◆ Challenge ◆
Please write out all of the material below word for word, keeping each line unchanged.

Records

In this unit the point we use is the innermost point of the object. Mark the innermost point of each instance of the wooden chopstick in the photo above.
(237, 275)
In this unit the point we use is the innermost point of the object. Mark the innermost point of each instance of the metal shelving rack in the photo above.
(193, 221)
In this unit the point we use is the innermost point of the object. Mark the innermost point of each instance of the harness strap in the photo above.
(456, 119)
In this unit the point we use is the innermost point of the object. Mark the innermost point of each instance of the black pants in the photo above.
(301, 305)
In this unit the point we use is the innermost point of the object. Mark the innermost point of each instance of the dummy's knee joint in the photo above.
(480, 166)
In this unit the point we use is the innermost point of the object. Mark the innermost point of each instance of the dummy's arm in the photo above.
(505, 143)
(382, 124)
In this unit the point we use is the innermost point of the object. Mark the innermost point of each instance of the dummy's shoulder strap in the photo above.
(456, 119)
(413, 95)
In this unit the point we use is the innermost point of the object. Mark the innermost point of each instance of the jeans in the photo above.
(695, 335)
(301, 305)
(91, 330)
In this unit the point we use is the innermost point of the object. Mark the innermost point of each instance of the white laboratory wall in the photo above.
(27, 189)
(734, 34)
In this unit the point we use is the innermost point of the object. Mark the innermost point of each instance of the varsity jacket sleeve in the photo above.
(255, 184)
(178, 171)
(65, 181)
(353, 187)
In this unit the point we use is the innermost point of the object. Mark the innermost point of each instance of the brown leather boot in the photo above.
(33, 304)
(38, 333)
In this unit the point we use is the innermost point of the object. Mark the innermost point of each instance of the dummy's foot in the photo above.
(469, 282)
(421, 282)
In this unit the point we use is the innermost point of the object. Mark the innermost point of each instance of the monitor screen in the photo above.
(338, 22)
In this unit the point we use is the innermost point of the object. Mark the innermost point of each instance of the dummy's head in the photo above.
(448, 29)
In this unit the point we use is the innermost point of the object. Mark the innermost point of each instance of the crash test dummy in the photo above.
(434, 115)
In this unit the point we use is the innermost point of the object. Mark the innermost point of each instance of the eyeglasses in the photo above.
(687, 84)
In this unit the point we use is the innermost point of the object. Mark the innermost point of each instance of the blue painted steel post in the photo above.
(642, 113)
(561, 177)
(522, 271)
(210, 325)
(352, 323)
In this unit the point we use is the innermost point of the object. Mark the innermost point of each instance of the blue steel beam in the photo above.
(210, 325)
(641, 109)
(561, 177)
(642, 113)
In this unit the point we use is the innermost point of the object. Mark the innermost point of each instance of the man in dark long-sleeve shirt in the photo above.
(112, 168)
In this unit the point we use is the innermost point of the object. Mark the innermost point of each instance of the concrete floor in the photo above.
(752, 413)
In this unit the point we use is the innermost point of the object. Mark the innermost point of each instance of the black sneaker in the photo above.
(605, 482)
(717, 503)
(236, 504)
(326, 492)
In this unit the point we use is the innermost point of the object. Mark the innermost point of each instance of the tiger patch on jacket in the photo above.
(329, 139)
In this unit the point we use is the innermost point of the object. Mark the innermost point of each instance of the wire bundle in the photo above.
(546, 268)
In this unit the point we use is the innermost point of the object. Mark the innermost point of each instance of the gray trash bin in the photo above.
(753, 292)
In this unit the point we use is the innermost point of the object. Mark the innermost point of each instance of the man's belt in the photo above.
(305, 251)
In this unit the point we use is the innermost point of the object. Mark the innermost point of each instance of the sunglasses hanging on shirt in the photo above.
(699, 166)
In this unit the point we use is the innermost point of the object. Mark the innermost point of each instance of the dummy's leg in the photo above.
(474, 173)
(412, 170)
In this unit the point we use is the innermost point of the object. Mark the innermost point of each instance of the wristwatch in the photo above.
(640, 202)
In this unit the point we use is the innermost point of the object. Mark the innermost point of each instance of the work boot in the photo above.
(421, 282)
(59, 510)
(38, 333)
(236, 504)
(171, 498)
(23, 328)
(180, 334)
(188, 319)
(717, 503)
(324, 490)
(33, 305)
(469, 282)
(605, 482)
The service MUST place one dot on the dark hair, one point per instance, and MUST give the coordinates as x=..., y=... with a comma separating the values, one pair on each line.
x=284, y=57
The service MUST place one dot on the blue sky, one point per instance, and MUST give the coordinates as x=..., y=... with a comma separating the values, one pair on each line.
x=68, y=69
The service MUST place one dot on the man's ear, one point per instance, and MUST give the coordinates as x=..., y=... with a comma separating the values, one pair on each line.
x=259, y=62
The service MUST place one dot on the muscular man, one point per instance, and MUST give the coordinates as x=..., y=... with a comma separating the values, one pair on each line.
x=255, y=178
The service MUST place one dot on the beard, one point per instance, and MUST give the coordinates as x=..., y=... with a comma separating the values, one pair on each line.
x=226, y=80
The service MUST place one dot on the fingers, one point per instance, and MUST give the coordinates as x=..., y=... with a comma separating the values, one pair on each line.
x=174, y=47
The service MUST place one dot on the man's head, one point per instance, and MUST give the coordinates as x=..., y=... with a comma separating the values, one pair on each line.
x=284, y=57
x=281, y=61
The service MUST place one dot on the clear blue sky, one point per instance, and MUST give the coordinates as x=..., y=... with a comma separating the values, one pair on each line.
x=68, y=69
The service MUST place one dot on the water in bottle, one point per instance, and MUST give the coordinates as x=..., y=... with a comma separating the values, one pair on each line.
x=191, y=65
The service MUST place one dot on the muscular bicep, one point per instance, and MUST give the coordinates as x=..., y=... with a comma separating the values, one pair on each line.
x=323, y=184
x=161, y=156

◆ Response to this exercise ◆
In this unit the point we use is the innermost point of the object. Mark the innermost point of each instance of the wooden chopstick in the photo above.
(237, 275)
In this unit the point we use is the innermost point of the object. Mark the innermost point of each instance of the metal shelving rack in the photo above.
(193, 221)
In this unit the point we use is the innermost point of the object. Mark the innermost point of each instance of the harness strap in the photo above.
(456, 119)
In this unit the point we use is the innermost point of the object. Mark the innermost point of each instance of the black pants in the photo above.
(301, 305)
In this unit the point we use is the innermost point of the object. Mark the innermost point of each instance of the dummy's knee joint in the photo above.
(480, 166)
In this unit the point we use is the innermost point of the object. Mark the innermost point of each instance of the dummy's arm in the photo above.
(505, 143)
(382, 124)
In this unit the point we use is the innermost point of the object. Mark the innermost point of each instance of the dummy's shoulder strap in the photo above.
(456, 119)
(413, 95)
In this unit the point we use is the innermost point of the object. Mark the innermost point of each instance of the jeans in the photo above.
(695, 335)
(301, 305)
(91, 330)
In this unit the point we use is the innermost point of the object. Mark the innermost point of each instance of the white laboratory wall in the photo above.
(27, 189)
(734, 34)
In this unit the point we use is the innermost point of the object. Mark the innermost point of each instance of the varsity jacket sleeve in the photo above.
(255, 184)
(178, 171)
(65, 181)
(353, 187)
In this unit the point we use is the innermost point of the object. Mark the innermost point of each instance of the brown leather boot in the photo above.
(33, 304)
(38, 333)
In this unit the point we use is the innermost point of the object. Mark the innermost point of each instance of the dummy's foot in the photo above.
(469, 282)
(421, 282)
In this unit the point we use is the innermost point of the object. Mark the innermost point of each instance of the monitor screen in the photo above.
(338, 22)
In this unit the point we use is the innermost point of the object. Mark the innermost point of each instance of the dummy's head in the photo above.
(448, 29)
In this unit the point we use is the innermost point of the object. Mark the innermost point of each instance of the crash test dummy in the photo above.
(434, 115)
In this unit the point we use is the innermost point of the object. Mark the innermost point of each instance of the eyeglasses in the photo above.
(687, 84)
In this unit the point we use is the innermost point of the object. Mark the innermost point of each instance of the blue painted steel post in the photo above.
(642, 113)
(561, 177)
(522, 271)
(210, 325)
(352, 323)
In this unit the point we use is the innermost point of the object. Mark the innermost point of each instance of the blue steel beam in the photo above.
(210, 325)
(641, 109)
(561, 177)
(642, 113)
In this unit the point we use is the innermost point of the object. Mark the innermost point of each instance of the man in dark long-sleeve shirt in the photo above.
(112, 168)
In this unit the point we use is the innermost point of the object. Mark the innermost point of each instance of the concrete floor in the photo above.
(752, 413)
In this unit the point we use is the innermost point of the object. Mark the innermost point of each instance of the black sneaker in the photo above.
(605, 482)
(717, 503)
(236, 504)
(326, 492)
In this unit the point we use is the innermost point of the object. Mark the innermost point of each instance of the tiger patch on jacket in the photo above.
(329, 139)
In this unit the point we use is the innermost point of the object. Mark the innermost point of each instance of the wire bundle in the photo above.
(546, 268)
In this unit the point we use is the innermost point of the object. Mark the innermost point of each instance of the gray trash bin in the photo above.
(753, 292)
In this unit the point we use is the innermost point of the object. Mark the innermost point of each instance of the man's belt in the photo above.
(305, 251)
In this unit the point we use is the innermost point of the object. Mark the innermost point of each instance of the sunglasses hanging on shirt in the photo above.
(699, 166)
In this unit the point we use is the innermost point of the object. Mark the innermost point of each instance of the dummy's leg in the photo above.
(474, 173)
(412, 170)
In this unit the point we use is the innermost point of the object. Mark the innermost point of each instance of the wristwatch in the photo above.
(640, 202)
In this unit the point we use is the innermost point of the object. Mark the innermost point of each instance of the work boot in the photo above.
(421, 282)
(59, 510)
(38, 333)
(236, 504)
(171, 498)
(23, 328)
(180, 334)
(188, 319)
(717, 503)
(324, 490)
(33, 305)
(469, 282)
(605, 482)
The service MUST place one dot on the dark hair, one point per instance, and MUST give the coordinates as x=..., y=... with a comma separating the values, one pair on each line.
x=284, y=57
The service MUST place one dot on the blue sky, one point per instance, and MUST give the coordinates as x=..., y=... with a comma separating the values, one pair on each line.
x=68, y=69
The service MUST place one dot on the man's ear, one point per instance, and MUST give the coordinates as x=..., y=... with a comma separating the values, one pair on each line.
x=259, y=62
The service MUST place one dot on the muscular man, one point per instance, and MUST give the coordinates as x=..., y=... with a comma separating the values, one pair on each line.
x=255, y=178
The service MUST place one dot on the beard, one point per instance, and MUST give the coordinates as x=..., y=... with a comma separating the values, one pair on each line.
x=226, y=80
The service MUST place one dot on the fingers, one point per instance, and MUST give the coordinates as x=..., y=... with a comma separating the values, one pair on each line.
x=174, y=47
The service MUST place one dot on the man's head, one point per instance, and MUST give the coordinates as x=..., y=... with a comma separating the values, one pair on each line.
x=284, y=57
x=281, y=61
The service MUST place one dot on the clear blue sky, one point per instance, and MUST give the coordinates as x=..., y=... with a comma separating the values, one pair on each line.
x=68, y=69
The service MUST place one dot on the water in bottle, one point per instance, and MUST give the coordinates as x=..., y=... with a comma separating the values, one pair on each line.
x=191, y=65
The service MUST place one dot on the muscular bicep, one point per instance, and MUST give the coordinates as x=..., y=... with a comma separating the values, one pair on each line.
x=323, y=184
x=161, y=156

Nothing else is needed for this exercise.